The input>
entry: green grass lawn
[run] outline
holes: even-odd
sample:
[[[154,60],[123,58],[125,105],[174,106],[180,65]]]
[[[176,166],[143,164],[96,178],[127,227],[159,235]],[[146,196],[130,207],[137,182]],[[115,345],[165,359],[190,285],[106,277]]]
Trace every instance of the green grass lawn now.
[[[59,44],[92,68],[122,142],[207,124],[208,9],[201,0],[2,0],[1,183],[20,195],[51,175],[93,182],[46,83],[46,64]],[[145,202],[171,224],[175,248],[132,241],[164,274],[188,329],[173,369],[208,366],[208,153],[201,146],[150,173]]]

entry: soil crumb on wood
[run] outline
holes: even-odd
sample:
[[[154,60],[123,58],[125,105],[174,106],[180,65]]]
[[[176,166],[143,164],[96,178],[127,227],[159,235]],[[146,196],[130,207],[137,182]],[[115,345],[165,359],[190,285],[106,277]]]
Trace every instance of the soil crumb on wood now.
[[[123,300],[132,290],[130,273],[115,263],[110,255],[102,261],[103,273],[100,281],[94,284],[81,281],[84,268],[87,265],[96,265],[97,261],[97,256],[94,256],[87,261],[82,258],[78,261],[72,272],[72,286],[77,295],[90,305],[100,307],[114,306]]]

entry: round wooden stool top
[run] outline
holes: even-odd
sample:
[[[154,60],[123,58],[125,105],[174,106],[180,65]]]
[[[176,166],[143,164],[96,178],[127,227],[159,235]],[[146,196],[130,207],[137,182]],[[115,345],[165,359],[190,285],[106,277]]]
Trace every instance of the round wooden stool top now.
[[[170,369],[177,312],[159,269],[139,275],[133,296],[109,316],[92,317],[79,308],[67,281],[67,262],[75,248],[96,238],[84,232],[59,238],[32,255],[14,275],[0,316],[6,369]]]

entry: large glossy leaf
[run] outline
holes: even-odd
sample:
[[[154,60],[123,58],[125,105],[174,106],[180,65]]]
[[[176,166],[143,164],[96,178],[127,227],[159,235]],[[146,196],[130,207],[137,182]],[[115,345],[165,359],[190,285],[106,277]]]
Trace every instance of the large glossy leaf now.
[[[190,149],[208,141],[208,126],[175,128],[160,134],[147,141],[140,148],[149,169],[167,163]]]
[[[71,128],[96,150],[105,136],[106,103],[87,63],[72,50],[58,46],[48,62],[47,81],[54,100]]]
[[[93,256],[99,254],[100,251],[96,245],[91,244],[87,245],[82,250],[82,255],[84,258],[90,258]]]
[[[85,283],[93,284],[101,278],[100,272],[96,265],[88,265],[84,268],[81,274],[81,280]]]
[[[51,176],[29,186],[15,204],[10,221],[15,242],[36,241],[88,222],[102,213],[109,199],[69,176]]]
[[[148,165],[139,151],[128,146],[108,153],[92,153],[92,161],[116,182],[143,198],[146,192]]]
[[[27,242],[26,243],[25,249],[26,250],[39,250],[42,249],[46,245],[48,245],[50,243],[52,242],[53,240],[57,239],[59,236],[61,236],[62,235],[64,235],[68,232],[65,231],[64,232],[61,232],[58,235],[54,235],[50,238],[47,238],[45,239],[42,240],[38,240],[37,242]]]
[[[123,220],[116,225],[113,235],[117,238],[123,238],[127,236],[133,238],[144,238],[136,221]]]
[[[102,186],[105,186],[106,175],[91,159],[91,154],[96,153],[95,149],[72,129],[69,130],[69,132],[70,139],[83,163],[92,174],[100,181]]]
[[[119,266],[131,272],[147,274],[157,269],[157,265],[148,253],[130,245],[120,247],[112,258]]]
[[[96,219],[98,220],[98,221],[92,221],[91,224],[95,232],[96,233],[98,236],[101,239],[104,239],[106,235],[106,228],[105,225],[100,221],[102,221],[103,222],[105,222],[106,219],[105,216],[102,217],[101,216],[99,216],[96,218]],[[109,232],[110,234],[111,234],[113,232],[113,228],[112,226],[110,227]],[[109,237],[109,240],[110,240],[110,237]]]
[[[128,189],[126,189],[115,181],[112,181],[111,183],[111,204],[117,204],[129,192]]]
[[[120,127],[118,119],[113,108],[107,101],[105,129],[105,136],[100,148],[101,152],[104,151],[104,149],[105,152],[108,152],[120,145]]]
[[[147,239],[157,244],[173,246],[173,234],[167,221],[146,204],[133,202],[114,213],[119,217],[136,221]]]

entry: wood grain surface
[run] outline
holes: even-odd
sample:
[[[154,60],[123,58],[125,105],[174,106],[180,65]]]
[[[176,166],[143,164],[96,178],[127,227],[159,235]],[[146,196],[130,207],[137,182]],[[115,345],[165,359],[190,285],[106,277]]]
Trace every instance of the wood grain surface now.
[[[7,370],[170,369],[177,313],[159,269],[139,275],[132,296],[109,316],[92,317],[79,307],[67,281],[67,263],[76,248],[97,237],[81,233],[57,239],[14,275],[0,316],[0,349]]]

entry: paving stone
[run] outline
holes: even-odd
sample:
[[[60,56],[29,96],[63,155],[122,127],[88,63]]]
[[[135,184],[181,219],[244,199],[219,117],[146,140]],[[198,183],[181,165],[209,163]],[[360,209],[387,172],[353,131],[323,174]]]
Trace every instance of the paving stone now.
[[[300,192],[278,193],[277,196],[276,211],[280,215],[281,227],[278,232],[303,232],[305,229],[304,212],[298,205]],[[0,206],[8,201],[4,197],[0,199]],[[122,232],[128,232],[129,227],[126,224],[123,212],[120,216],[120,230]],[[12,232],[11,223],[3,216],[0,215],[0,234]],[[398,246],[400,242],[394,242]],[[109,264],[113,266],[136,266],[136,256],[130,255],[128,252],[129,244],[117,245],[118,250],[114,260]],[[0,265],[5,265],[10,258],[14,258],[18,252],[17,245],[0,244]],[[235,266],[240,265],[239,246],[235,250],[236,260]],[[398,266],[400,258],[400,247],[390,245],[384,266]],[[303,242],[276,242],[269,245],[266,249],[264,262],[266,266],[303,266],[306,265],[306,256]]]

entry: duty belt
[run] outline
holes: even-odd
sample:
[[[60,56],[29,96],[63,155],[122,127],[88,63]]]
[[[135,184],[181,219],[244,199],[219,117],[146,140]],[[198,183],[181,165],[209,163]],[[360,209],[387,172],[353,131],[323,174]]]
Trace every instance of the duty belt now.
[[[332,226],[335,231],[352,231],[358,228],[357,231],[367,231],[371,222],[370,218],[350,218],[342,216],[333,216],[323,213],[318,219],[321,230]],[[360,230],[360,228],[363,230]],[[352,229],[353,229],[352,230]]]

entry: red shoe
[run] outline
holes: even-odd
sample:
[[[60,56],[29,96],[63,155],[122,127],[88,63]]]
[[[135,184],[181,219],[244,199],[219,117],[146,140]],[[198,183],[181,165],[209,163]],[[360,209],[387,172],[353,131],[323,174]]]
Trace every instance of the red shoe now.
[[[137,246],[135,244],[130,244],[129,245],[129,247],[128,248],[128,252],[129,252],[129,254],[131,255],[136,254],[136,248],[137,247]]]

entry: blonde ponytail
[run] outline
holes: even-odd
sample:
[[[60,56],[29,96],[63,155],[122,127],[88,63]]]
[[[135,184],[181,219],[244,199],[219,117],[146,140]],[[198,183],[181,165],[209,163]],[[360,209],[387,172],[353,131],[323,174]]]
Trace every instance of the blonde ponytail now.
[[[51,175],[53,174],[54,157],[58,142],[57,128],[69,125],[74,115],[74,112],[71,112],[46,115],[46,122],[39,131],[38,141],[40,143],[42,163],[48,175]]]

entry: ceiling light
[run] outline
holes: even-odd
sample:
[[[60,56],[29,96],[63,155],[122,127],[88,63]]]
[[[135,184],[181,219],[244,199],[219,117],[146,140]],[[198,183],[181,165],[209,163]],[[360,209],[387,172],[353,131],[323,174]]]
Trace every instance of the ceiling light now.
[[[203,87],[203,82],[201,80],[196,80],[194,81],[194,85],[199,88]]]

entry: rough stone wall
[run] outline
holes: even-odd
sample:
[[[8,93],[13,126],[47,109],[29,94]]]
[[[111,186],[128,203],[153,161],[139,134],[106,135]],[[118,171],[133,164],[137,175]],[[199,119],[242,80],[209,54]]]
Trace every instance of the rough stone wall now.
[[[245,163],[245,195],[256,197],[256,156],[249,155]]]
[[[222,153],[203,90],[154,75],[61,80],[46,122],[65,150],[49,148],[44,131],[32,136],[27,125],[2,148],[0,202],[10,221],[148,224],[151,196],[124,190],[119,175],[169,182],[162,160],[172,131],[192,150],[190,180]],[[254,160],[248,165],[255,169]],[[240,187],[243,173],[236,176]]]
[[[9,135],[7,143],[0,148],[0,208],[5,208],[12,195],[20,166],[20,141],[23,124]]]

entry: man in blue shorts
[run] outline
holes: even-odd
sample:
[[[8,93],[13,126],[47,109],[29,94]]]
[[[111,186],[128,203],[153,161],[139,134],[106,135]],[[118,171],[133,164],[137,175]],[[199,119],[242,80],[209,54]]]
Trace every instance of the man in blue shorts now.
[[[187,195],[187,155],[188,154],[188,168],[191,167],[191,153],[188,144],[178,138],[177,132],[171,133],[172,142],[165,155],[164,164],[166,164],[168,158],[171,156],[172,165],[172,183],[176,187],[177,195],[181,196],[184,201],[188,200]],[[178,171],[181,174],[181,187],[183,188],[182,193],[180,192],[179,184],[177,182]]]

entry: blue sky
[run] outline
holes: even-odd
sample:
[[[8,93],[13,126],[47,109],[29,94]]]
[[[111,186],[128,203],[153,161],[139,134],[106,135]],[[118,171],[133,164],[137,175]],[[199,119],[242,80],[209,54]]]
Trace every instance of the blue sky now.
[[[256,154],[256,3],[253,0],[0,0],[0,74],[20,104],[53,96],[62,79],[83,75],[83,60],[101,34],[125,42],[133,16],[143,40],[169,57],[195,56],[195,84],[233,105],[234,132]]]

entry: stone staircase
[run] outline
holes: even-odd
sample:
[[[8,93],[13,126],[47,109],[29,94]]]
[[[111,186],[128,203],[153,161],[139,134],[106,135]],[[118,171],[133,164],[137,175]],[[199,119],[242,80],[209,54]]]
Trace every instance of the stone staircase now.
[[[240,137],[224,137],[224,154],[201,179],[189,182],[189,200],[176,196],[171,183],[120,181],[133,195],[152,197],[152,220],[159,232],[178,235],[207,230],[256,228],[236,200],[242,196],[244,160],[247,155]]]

What to do> Please convert the listing, from its first line through the line containing "Trace every instance of the green", into a numbered list, omitting any blank lines.

Written response>
1. entry: green grass lawn
2. [run] outline
3. holes: even-odd
4. sample:
5. [[[154,60],[123,58],[125,105],[174,106],[180,65]]]
6. [[[176,166],[143,164],[96,178],[127,227],[159,235]],[[146,196],[130,207],[137,182]],[[115,345],[165,359],[190,285],[106,277]]]
7. Trace every instance of the green grass lawn now.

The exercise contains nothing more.